Exercise goal >>
Search the data for the word "football" and copy out every line that has it.
● ● ● ● ● ● ●
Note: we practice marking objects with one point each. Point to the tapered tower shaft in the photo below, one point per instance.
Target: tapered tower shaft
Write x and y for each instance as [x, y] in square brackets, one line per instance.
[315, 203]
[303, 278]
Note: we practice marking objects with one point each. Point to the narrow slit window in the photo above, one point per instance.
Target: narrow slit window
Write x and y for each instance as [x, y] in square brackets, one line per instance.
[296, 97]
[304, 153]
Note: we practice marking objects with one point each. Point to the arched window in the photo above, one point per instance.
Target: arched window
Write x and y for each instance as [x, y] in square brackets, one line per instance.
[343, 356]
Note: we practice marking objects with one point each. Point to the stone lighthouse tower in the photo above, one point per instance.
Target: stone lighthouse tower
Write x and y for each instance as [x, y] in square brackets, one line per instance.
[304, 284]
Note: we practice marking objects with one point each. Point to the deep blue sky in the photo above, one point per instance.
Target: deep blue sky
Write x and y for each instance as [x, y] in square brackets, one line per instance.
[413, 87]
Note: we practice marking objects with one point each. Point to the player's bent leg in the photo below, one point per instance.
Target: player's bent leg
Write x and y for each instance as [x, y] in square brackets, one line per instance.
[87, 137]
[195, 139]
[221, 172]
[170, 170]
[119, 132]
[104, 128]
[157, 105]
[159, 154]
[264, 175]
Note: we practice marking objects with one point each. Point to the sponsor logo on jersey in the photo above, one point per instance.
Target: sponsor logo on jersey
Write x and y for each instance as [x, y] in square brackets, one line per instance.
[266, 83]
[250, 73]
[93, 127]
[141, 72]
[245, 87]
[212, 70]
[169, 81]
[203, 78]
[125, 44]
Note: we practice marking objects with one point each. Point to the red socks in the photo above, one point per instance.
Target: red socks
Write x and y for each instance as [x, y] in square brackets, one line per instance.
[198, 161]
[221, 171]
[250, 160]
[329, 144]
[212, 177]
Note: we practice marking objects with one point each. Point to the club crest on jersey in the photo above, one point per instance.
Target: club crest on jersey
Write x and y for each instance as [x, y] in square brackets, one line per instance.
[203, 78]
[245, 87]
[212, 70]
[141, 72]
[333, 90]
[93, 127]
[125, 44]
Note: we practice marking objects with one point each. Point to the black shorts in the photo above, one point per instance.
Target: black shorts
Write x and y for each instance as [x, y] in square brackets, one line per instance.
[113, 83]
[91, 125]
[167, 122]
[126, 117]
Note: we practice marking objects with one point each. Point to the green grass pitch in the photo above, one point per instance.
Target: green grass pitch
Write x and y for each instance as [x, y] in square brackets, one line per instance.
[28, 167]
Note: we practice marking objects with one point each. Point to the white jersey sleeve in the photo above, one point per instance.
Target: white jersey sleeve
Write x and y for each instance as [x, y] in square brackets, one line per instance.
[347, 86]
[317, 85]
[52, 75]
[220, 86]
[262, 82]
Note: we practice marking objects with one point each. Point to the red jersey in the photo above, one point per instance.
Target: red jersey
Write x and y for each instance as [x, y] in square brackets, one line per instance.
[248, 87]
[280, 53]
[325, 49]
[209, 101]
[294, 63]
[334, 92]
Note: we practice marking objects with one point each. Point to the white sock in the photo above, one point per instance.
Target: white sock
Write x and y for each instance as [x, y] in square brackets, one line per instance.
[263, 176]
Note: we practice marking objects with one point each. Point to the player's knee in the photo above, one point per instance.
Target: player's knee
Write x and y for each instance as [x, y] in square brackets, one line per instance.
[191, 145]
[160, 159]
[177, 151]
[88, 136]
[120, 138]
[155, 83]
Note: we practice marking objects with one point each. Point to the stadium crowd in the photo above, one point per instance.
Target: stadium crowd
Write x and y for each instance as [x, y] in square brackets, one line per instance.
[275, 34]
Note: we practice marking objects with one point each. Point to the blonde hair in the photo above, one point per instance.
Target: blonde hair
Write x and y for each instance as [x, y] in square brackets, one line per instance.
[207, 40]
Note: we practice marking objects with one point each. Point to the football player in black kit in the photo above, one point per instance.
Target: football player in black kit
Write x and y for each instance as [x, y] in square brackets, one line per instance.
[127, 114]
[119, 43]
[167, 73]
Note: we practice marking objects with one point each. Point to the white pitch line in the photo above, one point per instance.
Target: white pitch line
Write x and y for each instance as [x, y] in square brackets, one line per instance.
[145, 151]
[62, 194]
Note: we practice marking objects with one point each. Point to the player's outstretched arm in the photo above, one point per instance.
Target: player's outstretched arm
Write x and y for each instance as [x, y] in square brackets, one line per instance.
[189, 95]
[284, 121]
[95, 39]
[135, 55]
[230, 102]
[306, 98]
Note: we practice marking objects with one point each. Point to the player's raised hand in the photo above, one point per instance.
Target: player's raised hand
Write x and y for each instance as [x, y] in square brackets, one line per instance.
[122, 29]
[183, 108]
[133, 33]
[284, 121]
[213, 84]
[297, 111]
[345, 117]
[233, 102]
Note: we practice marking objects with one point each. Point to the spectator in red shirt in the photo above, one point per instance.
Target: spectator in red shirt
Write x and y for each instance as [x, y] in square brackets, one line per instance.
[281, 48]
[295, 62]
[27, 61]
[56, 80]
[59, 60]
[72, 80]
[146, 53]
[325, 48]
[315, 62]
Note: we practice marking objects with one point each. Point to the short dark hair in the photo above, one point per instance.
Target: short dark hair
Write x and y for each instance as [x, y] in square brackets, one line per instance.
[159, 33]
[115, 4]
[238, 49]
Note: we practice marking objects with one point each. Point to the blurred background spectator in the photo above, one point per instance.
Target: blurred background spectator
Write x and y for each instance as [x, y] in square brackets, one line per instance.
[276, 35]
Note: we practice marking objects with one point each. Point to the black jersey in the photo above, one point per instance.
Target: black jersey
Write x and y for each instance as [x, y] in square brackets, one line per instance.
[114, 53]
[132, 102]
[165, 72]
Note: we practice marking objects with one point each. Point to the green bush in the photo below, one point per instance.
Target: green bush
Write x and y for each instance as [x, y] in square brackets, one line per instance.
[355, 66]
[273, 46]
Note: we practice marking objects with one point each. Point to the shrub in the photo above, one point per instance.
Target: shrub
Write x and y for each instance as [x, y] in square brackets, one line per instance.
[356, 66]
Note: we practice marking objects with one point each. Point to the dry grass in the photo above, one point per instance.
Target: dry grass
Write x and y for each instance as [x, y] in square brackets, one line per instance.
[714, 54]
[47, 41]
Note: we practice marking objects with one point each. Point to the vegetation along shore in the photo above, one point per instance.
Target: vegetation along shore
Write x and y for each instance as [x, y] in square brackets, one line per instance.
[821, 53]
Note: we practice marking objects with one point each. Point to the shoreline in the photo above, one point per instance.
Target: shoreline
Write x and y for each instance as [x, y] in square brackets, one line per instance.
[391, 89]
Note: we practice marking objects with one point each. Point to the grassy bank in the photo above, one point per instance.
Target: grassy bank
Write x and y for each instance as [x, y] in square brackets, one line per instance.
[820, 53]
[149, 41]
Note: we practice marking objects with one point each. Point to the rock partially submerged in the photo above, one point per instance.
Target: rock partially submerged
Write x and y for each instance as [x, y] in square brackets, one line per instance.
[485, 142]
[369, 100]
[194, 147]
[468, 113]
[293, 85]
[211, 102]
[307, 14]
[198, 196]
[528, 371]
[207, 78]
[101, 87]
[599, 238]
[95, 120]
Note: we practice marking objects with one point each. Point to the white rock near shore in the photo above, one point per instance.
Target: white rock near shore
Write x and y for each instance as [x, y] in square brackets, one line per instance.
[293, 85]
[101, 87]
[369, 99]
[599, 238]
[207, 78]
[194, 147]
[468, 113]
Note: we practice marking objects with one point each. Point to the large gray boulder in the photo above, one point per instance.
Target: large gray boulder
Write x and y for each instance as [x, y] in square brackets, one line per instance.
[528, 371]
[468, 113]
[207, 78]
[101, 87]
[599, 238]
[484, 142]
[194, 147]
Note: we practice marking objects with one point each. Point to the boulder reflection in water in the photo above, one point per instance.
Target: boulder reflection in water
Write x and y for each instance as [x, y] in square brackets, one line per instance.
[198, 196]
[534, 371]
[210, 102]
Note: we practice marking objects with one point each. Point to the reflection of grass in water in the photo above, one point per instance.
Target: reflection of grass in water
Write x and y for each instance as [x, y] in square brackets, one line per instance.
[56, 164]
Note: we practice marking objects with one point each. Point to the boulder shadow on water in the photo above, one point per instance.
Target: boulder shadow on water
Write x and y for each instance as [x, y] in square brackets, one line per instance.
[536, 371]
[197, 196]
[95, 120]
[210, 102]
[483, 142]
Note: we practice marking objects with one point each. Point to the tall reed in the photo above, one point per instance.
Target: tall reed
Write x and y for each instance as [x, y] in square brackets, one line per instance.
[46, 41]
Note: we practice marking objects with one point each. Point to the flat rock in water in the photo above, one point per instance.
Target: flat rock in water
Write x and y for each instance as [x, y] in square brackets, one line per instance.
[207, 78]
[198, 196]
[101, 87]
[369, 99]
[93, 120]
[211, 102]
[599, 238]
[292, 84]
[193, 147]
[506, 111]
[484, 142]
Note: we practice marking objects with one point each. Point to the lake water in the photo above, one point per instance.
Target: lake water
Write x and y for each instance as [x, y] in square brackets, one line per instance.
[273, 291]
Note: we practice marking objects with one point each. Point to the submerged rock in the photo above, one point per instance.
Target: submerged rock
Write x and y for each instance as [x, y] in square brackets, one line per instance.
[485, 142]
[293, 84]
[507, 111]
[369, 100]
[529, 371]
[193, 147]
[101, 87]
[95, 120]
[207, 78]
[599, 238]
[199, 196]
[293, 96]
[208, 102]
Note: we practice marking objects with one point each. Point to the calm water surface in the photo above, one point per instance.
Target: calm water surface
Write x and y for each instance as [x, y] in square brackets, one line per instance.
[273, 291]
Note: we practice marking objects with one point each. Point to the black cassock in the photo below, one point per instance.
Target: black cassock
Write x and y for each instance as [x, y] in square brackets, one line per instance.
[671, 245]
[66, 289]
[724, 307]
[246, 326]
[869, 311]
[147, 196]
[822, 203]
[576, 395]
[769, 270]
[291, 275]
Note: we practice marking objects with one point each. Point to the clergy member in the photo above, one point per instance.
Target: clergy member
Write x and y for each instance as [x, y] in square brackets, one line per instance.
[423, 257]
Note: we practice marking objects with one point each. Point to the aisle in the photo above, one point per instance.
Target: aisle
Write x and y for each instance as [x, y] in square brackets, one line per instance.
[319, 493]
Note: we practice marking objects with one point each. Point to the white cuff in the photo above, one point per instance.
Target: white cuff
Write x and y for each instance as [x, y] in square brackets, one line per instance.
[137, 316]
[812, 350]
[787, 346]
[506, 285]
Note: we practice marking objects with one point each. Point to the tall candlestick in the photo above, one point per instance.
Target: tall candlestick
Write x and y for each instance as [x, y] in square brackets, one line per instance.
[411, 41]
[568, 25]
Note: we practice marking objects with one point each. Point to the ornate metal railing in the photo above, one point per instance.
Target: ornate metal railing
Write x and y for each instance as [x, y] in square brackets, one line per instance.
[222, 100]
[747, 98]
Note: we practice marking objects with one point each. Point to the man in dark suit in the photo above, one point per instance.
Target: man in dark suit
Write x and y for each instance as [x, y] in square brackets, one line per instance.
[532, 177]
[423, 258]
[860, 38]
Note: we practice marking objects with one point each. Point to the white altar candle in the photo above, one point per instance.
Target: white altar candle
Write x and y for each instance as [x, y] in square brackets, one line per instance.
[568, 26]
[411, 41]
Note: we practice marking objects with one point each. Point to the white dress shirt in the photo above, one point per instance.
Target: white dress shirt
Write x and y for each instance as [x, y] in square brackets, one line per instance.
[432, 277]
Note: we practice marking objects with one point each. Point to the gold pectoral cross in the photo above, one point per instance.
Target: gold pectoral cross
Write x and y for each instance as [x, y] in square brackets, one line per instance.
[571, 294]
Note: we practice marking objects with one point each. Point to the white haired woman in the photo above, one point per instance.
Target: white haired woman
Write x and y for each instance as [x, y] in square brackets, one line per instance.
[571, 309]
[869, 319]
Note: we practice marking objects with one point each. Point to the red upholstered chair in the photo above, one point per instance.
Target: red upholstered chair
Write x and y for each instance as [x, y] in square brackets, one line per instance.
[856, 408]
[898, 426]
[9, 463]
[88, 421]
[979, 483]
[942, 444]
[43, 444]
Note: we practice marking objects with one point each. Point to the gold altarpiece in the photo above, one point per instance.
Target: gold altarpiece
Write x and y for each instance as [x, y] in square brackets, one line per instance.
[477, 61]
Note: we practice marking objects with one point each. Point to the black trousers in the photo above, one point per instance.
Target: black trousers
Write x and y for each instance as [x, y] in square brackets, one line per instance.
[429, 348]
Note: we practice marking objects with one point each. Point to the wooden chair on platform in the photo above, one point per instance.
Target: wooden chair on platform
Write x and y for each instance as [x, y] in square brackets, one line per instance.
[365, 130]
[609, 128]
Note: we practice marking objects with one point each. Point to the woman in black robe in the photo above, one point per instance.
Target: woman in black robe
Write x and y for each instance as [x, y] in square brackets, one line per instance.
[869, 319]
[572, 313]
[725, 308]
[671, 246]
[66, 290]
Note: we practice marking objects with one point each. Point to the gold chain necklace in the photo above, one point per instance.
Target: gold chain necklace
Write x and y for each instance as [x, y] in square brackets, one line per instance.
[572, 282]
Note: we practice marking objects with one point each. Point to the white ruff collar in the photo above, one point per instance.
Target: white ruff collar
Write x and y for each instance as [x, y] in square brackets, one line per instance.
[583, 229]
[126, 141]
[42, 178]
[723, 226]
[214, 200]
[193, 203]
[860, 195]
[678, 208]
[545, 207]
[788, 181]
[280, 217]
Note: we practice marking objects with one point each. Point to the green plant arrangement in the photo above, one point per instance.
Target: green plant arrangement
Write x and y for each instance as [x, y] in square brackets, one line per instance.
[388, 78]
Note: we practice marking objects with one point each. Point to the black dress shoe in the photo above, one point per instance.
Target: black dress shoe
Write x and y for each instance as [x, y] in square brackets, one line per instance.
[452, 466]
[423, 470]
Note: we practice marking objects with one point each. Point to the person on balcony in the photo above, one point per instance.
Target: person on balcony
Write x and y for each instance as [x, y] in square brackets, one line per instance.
● ● ● ● ● ● ●
Your solution >>
Note: we practice marking objects with one point each. Point to the football player in black kit in the photo above, one point per instance.
Target: football player in black kit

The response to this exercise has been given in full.